Where does the word "polish" appear in the entries below? Copy each line that holds it.

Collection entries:
########################################

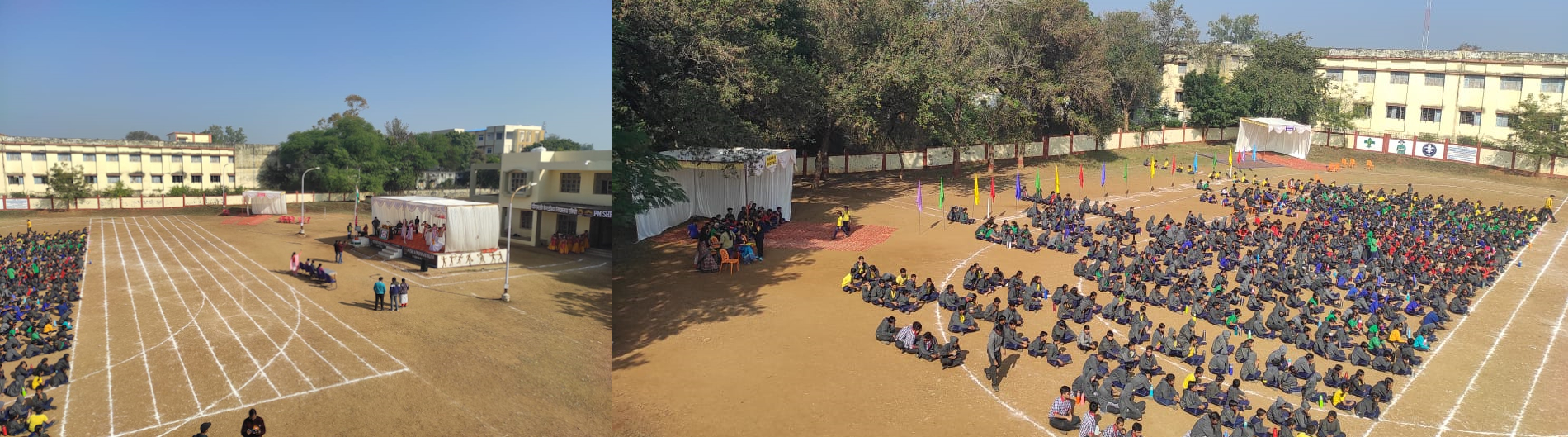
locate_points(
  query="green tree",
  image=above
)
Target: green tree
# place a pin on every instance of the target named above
(141, 135)
(1211, 101)
(1537, 129)
(66, 184)
(1282, 79)
(1239, 29)
(557, 144)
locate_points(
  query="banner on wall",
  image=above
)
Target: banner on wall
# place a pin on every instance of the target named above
(1369, 144)
(1429, 150)
(1462, 153)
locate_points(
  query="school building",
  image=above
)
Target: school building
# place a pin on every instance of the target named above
(1440, 93)
(564, 192)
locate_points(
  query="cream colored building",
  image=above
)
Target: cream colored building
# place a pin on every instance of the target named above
(188, 137)
(146, 167)
(562, 192)
(503, 139)
(1438, 93)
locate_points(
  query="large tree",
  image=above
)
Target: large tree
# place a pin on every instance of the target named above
(1239, 29)
(141, 135)
(1537, 129)
(1282, 79)
(68, 184)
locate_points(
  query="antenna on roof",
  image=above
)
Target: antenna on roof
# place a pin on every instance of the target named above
(1426, 27)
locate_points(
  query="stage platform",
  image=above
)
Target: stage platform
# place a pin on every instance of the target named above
(416, 249)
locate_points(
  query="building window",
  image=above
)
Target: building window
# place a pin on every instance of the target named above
(1395, 112)
(1551, 85)
(601, 183)
(571, 183)
(1470, 116)
(1474, 80)
(566, 224)
(1364, 111)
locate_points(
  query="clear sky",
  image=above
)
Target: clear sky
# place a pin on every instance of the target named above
(1504, 26)
(97, 68)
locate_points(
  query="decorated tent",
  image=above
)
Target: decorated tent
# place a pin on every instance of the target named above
(266, 203)
(1273, 135)
(716, 179)
(470, 226)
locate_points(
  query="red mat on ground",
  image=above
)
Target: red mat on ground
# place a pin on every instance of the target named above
(810, 236)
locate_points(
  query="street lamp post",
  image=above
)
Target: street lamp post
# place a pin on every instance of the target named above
(505, 288)
(301, 197)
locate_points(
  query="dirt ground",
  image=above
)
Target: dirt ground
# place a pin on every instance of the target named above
(186, 320)
(778, 346)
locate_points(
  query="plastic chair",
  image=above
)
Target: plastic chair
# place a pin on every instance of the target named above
(725, 259)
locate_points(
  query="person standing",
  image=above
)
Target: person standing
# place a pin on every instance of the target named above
(381, 291)
(253, 426)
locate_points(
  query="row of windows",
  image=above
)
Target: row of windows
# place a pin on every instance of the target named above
(1435, 115)
(115, 158)
(1437, 79)
(134, 179)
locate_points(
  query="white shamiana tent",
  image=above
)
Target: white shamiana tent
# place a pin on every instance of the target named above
(266, 203)
(470, 226)
(716, 179)
(1273, 135)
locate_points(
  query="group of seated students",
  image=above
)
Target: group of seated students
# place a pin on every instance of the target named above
(41, 282)
(924, 344)
(1386, 268)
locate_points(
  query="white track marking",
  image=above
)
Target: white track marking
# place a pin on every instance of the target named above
(157, 302)
(1501, 335)
(1430, 357)
(137, 320)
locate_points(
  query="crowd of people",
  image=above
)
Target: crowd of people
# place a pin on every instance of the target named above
(41, 283)
(1366, 280)
(733, 236)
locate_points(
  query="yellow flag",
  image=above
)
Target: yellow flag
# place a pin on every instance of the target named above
(977, 189)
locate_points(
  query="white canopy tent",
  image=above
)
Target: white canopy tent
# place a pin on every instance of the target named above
(266, 203)
(1273, 135)
(716, 179)
(470, 226)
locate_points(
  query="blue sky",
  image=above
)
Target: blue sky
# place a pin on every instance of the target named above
(1528, 26)
(97, 69)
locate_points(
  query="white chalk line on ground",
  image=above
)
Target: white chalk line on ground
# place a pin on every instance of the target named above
(937, 310)
(1430, 357)
(1503, 334)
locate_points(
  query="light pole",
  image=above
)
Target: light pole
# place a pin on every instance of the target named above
(301, 197)
(505, 288)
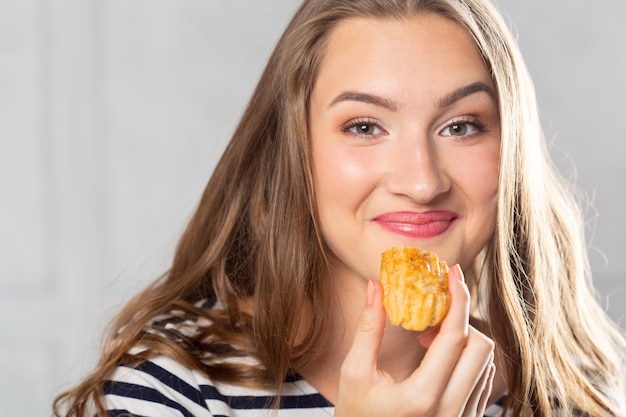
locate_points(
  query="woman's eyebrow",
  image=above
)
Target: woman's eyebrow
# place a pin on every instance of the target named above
(391, 105)
(463, 92)
(365, 98)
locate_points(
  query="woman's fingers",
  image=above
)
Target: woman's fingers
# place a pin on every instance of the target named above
(362, 359)
(450, 340)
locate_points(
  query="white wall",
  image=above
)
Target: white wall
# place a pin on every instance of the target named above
(113, 113)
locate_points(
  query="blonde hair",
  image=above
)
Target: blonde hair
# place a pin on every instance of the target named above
(255, 234)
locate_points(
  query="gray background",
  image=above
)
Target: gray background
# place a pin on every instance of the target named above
(113, 113)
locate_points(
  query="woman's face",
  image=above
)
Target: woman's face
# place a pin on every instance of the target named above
(405, 137)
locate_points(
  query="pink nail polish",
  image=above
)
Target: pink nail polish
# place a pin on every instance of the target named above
(369, 300)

########################################

#### [Answer to this exercise]
  query="pink nail polish",
Target: pink nail polish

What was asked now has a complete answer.